Work item:
What are the lines, copied exactly, from the one containing "Target: man in dark suit" through the last line of the records below, both included?

Information supplied:
* * * * *

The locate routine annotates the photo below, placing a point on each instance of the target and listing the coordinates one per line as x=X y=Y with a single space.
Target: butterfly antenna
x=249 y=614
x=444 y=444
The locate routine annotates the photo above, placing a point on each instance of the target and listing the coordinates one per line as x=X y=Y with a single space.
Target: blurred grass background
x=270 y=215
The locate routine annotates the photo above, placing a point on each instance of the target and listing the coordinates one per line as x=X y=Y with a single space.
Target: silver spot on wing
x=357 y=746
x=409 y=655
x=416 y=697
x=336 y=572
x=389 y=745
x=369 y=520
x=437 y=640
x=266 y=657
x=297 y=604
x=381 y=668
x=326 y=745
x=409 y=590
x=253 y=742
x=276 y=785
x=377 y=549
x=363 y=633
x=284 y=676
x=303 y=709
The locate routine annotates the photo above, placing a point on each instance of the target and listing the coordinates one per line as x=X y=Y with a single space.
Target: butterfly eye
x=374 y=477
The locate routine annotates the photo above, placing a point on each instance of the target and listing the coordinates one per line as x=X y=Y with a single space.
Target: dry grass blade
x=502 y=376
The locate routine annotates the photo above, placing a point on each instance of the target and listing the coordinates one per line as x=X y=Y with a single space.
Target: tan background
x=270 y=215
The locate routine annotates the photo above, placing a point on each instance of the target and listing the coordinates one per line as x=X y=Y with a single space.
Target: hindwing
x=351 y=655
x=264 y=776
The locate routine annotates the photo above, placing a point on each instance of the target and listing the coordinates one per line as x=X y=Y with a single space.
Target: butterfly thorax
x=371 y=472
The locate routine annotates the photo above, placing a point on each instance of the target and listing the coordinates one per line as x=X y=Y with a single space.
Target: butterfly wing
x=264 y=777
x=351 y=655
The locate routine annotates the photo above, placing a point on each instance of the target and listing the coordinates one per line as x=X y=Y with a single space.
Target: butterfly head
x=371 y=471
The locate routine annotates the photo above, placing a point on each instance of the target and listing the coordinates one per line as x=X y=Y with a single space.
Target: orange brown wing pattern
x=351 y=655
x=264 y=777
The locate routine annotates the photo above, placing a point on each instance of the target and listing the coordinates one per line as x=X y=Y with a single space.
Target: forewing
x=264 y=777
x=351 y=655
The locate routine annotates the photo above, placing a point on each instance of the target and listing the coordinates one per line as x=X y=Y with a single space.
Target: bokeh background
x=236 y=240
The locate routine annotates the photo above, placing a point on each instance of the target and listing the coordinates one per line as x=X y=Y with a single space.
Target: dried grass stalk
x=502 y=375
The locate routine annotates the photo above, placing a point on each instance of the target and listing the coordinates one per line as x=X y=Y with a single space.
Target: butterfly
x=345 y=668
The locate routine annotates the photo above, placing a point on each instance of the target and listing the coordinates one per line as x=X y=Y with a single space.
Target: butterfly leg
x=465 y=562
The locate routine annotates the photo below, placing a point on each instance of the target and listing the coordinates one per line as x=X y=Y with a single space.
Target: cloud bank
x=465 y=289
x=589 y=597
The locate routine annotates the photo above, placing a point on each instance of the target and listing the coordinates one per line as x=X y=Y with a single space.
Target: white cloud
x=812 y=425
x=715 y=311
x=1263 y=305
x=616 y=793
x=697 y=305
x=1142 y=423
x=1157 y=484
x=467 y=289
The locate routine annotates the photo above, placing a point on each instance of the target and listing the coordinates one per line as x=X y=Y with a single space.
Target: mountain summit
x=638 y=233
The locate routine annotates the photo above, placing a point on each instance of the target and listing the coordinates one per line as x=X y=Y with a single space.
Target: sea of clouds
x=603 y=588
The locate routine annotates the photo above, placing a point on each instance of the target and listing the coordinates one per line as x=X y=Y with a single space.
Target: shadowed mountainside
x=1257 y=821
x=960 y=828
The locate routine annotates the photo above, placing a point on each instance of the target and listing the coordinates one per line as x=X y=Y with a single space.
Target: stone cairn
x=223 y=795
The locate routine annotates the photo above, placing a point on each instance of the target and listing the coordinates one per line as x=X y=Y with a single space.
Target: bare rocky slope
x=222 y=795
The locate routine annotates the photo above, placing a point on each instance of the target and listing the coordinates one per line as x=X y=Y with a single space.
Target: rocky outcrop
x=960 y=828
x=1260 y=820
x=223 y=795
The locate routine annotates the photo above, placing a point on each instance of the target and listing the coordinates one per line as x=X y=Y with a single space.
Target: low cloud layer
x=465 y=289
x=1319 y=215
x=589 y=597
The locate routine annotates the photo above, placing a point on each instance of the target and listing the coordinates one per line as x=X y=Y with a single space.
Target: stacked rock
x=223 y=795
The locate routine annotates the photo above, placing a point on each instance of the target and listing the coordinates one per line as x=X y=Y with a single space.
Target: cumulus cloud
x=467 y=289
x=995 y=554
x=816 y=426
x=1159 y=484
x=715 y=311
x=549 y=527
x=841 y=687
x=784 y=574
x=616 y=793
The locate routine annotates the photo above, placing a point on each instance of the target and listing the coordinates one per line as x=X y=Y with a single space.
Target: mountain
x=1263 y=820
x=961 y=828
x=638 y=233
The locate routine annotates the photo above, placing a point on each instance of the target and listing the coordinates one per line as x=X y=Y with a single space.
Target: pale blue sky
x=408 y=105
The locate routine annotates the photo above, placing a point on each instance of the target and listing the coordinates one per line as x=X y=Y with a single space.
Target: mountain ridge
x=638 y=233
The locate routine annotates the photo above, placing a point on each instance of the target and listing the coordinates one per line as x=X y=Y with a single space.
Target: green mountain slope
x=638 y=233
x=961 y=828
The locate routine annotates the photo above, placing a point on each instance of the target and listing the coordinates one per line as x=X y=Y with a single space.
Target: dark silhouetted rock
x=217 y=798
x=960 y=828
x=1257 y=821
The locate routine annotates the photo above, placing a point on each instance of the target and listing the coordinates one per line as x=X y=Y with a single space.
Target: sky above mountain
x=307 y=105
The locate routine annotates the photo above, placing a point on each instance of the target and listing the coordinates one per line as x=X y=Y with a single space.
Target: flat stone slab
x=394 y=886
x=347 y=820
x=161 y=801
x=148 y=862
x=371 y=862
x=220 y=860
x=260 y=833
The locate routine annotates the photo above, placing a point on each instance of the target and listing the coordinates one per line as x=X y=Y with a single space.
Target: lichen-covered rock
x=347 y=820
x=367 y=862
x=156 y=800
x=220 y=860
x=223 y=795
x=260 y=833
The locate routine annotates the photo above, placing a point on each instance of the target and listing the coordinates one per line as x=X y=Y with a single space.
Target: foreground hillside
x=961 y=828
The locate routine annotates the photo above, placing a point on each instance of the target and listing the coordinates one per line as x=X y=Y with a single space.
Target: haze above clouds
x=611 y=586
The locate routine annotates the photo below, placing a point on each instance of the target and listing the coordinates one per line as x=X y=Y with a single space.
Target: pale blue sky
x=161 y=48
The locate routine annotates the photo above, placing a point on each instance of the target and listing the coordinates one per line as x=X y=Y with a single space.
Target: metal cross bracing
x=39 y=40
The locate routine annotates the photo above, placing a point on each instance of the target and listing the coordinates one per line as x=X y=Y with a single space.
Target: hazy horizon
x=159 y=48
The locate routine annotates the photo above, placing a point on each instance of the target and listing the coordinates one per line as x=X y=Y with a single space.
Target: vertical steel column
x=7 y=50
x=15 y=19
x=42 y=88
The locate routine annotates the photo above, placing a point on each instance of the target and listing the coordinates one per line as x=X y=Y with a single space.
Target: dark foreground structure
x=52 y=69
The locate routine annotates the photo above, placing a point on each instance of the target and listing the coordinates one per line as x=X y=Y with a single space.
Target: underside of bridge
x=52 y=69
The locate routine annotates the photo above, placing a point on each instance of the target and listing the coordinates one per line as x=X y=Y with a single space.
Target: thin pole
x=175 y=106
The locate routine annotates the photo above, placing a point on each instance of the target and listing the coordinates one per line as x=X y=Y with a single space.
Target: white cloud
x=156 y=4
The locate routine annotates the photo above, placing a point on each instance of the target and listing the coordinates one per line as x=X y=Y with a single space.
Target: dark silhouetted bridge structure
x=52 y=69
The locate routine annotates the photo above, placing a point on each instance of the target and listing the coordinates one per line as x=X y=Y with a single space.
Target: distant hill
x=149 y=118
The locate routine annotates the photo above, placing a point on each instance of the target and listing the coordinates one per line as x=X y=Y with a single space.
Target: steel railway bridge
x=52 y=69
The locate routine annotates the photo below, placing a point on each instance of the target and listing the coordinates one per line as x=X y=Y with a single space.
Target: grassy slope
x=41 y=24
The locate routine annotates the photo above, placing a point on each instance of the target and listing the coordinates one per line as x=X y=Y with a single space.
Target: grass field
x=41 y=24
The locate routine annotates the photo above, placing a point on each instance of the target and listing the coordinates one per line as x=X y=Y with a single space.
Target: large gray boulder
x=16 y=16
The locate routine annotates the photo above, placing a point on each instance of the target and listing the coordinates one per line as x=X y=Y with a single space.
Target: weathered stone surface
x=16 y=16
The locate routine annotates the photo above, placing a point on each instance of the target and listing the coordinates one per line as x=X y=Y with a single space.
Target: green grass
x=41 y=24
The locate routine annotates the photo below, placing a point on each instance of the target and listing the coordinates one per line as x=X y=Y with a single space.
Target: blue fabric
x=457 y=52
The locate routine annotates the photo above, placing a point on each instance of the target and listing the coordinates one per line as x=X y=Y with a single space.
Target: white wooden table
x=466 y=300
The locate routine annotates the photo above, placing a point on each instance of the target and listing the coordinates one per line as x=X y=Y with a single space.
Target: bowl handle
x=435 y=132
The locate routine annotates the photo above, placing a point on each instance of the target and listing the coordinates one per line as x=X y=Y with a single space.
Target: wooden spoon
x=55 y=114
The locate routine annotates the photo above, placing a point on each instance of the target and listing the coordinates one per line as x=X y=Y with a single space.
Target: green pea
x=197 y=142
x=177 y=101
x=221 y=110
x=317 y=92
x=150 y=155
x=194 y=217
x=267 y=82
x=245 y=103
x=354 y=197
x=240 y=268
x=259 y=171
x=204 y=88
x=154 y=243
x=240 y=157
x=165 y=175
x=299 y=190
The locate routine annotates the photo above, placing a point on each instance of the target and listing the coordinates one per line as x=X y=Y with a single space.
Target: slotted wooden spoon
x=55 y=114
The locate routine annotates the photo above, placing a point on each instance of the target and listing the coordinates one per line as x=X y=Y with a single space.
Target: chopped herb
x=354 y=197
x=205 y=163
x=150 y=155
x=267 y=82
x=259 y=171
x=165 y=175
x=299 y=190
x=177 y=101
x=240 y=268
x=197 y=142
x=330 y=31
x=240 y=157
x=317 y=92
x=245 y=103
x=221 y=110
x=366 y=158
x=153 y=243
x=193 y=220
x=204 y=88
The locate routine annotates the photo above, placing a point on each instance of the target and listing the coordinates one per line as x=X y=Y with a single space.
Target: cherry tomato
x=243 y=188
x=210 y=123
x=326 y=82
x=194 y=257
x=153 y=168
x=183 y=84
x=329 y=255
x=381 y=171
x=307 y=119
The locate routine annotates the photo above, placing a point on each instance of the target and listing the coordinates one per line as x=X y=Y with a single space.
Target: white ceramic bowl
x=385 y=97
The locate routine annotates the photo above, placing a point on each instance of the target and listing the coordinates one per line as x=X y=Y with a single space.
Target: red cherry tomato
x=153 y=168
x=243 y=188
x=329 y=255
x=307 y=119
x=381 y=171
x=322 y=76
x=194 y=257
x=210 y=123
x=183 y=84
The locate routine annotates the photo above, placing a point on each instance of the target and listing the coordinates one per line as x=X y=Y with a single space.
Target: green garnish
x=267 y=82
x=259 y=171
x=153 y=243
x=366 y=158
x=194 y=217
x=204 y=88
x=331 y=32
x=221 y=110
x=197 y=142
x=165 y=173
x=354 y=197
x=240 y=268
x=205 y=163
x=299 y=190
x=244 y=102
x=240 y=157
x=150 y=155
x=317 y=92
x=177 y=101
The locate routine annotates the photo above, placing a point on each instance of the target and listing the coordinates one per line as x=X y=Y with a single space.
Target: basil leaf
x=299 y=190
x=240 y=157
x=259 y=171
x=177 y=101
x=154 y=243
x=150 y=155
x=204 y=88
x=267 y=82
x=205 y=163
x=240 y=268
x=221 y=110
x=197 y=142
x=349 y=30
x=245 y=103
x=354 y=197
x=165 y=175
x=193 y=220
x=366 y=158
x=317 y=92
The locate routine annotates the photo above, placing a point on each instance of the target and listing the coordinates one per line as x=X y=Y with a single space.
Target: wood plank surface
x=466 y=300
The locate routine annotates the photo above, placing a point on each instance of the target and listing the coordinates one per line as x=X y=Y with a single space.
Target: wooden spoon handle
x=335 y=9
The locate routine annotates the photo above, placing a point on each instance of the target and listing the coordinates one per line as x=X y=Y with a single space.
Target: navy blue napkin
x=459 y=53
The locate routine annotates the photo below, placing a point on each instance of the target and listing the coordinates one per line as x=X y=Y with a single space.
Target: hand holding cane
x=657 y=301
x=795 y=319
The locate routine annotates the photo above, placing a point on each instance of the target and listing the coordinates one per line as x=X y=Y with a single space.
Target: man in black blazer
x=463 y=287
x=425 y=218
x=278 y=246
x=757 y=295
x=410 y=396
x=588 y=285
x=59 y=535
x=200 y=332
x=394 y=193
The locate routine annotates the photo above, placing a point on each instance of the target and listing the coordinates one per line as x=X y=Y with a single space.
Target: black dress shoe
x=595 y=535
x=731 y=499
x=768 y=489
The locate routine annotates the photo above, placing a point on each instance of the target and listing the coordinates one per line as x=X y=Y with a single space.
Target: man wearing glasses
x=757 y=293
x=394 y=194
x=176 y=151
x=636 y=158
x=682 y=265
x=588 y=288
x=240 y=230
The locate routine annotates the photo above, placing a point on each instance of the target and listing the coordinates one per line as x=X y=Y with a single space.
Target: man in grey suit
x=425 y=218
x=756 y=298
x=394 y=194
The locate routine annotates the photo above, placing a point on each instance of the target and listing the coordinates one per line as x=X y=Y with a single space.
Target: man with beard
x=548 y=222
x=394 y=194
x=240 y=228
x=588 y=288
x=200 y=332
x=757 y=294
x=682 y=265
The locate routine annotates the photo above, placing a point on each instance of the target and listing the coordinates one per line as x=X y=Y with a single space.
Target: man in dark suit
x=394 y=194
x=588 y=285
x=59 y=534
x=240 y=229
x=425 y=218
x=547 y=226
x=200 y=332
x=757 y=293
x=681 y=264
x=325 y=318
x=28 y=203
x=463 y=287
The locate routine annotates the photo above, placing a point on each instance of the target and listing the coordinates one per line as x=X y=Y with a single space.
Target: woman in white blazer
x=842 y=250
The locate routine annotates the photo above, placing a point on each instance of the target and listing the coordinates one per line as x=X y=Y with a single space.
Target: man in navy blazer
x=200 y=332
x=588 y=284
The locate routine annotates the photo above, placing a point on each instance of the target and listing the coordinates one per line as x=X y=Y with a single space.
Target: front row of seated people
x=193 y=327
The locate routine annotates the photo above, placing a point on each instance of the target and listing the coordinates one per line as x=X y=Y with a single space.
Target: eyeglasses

* * * * *

Expected answer:
Target: man in dark suit
x=394 y=194
x=588 y=285
x=59 y=534
x=240 y=229
x=425 y=218
x=547 y=226
x=200 y=332
x=757 y=293
x=681 y=264
x=325 y=318
x=28 y=203
x=463 y=287
The locate routine annotates the photo above, placing a point on each instance of the target and listing the coordinates one per line as x=X y=Y with a single space.
Target: woman in white blazer
x=842 y=250
The locate routine annotates the photo above, placing a point on each instance of the target and listing the coordinates one per line as x=X y=Y with a single space.
Target: man in navy blazer
x=200 y=332
x=588 y=284
The locate routine annotates the photo above, placing a point on each instance of the target and listing the coordinates one per line as x=X y=Y with a single space.
Target: front row of seated people
x=193 y=327
The locate routine annotates the photo above, placing a point on each instance of the target and listing the coordinates one per line as x=X y=Y with a single space.
Target: eyeglasses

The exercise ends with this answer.